#### Directions
Without changing a single word, restate the entries below.
*** Opening of Records to process ***
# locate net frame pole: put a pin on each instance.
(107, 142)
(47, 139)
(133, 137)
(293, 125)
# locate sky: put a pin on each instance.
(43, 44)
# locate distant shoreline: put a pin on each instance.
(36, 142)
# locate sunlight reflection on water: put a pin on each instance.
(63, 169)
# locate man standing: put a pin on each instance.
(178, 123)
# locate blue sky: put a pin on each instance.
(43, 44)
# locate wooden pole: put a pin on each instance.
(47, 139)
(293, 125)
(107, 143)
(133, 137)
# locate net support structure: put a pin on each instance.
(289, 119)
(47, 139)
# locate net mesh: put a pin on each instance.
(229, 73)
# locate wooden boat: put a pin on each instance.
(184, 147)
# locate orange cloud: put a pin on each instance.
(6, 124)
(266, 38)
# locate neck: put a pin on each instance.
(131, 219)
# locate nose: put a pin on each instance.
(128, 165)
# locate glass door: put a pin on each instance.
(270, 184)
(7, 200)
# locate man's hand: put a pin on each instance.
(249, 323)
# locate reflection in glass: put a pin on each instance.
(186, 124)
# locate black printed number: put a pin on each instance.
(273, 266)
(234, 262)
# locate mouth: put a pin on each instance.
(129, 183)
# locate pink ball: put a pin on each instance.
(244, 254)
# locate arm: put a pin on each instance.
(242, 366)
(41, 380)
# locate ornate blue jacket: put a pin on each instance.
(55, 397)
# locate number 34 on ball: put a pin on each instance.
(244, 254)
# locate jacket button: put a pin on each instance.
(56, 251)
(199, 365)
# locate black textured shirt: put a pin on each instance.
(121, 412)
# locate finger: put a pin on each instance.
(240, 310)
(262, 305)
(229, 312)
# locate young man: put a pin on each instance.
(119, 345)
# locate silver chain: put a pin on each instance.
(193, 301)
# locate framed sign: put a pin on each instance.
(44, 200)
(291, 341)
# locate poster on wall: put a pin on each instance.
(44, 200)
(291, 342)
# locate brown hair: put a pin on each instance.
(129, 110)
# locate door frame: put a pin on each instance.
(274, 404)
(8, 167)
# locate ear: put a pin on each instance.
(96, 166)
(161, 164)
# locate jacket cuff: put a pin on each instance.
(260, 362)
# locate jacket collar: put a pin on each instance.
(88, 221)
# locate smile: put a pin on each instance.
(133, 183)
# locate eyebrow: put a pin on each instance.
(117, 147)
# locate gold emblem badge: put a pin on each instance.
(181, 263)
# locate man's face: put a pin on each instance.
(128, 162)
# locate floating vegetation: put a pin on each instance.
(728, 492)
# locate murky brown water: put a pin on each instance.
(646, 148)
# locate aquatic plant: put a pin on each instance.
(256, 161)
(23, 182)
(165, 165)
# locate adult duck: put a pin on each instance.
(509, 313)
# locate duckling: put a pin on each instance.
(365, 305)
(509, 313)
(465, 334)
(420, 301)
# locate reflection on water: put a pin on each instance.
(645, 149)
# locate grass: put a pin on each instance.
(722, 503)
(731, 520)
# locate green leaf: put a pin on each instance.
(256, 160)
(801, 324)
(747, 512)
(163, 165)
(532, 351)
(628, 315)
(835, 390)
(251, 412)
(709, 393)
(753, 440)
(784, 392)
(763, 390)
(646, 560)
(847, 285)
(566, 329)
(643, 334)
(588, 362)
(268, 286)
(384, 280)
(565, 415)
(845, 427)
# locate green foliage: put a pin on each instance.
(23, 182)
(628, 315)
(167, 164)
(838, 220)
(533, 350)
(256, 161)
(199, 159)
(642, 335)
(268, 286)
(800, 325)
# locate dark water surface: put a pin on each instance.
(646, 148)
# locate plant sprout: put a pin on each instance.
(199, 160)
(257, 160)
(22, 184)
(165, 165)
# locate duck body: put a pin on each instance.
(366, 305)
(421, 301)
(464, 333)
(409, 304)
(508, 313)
*** Close of Records to process ***
#### Written answer
# locate net frame pole: put a pin on each instance.
(107, 142)
(47, 139)
(133, 137)
(293, 125)
# locate sky: put a pin on each instance.
(43, 44)
# locate distant shoreline: put a pin on each instance.
(36, 142)
# locate sunlight reflection on water: put a pin on each instance.
(63, 169)
# locate man standing: put a pin on each instance.
(178, 123)
# locate blue sky: put a pin on each instance.
(43, 44)
# locate wooden pole: put a pin on each instance.
(47, 139)
(293, 125)
(107, 143)
(133, 137)
# locate net support structure: put a pin on each instance.
(289, 119)
(47, 139)
# locate net mesh: put a pin on each instance.
(229, 73)
# locate wooden boat: put a pin on each instance.
(184, 147)
# locate orange cloud: put a pin on each instance.
(6, 124)
(266, 38)
# locate neck: put a pin on each instance.
(131, 219)
# locate nose: put a pin on each instance.
(128, 165)
# locate glass door: put a pin on each instance.
(270, 184)
(7, 200)
# locate man's hand: put a pin on each instance.
(249, 323)
# locate reflection in glass: put a pin on each instance.
(186, 124)
# locate black printed number: put a pin on each instance.
(273, 266)
(234, 262)
# locate mouth: put a pin on each instance.
(129, 183)
# locate pink ball: put a pin on each instance.
(244, 254)
# locate arm: put a pin on each instance.
(242, 366)
(41, 380)
# locate ornate blue jacket: put a pin on each instance.
(55, 397)
# locate number 34 on ball: put a pin on each instance.
(244, 254)
# locate jacket button: put a pin on each instance.
(56, 251)
(199, 365)
# locate black textured shirt: put a pin on each instance.
(121, 412)
# locate finger: put a pin on each instance.
(240, 310)
(262, 305)
(229, 312)
# locate young man: put a pin on each instance.
(119, 345)
# locate silver chain: put a pin on each instance.
(193, 301)
# locate framed sign: put a pin on each instance.
(44, 200)
(291, 341)
# locate poster on wall: put a pin on each instance.
(44, 200)
(291, 342)
# locate brown hair: put a pin on each instance.
(129, 110)
# locate door frame: put a pin on each instance.
(274, 404)
(8, 167)
# locate ear: put a pin on each instance.
(96, 166)
(161, 164)
# locate jacket cuff: put a pin on each instance.
(260, 362)
# locate jacket collar: put a pin on each instance.
(88, 221)
# locate smile: put a pin on each instance.
(133, 183)
# locate eyebrow: put a pin on each instance.
(117, 147)
# locate gold emblem badge: put a pin on each instance.
(181, 263)
# locate man's face: put a pin on each instance.
(128, 162)
# locate floating vegetation: put a pin on each instance.
(728, 492)
# locate murky brown water: put a pin on each instance.
(646, 148)
# locate aquatic plant: put a pin on each instance.
(256, 161)
(23, 182)
(165, 165)
# locate adult duck: put a pin on each instance.
(509, 313)
# locate duckling: put a pin on each instance.
(365, 305)
(509, 313)
(465, 334)
(420, 301)
# locate reflection on water: put a pin on each instance.
(645, 149)
# locate grass: put a pin on each instance.
(722, 503)
(731, 520)
# locate green leaf: put a pin on each instance.
(256, 160)
(801, 324)
(747, 512)
(163, 165)
(532, 351)
(628, 315)
(835, 390)
(251, 412)
(709, 393)
(753, 440)
(784, 392)
(763, 390)
(646, 560)
(847, 285)
(566, 329)
(643, 334)
(588, 362)
(268, 286)
(384, 280)
(565, 415)
(845, 427)
# locate green foliage: put a pin on each instance.
(23, 182)
(628, 315)
(167, 164)
(838, 220)
(533, 350)
(256, 161)
(199, 159)
(642, 335)
(268, 286)
(800, 325)
# locate dark water surface: put a pin on each instance.
(646, 148)
# locate plant sprout: put a pin on each instance.
(199, 160)
(257, 160)
(22, 184)
(165, 165)
# locate duck body: put a pin on each instance.
(366, 305)
(421, 301)
(464, 333)
(409, 304)
(508, 313)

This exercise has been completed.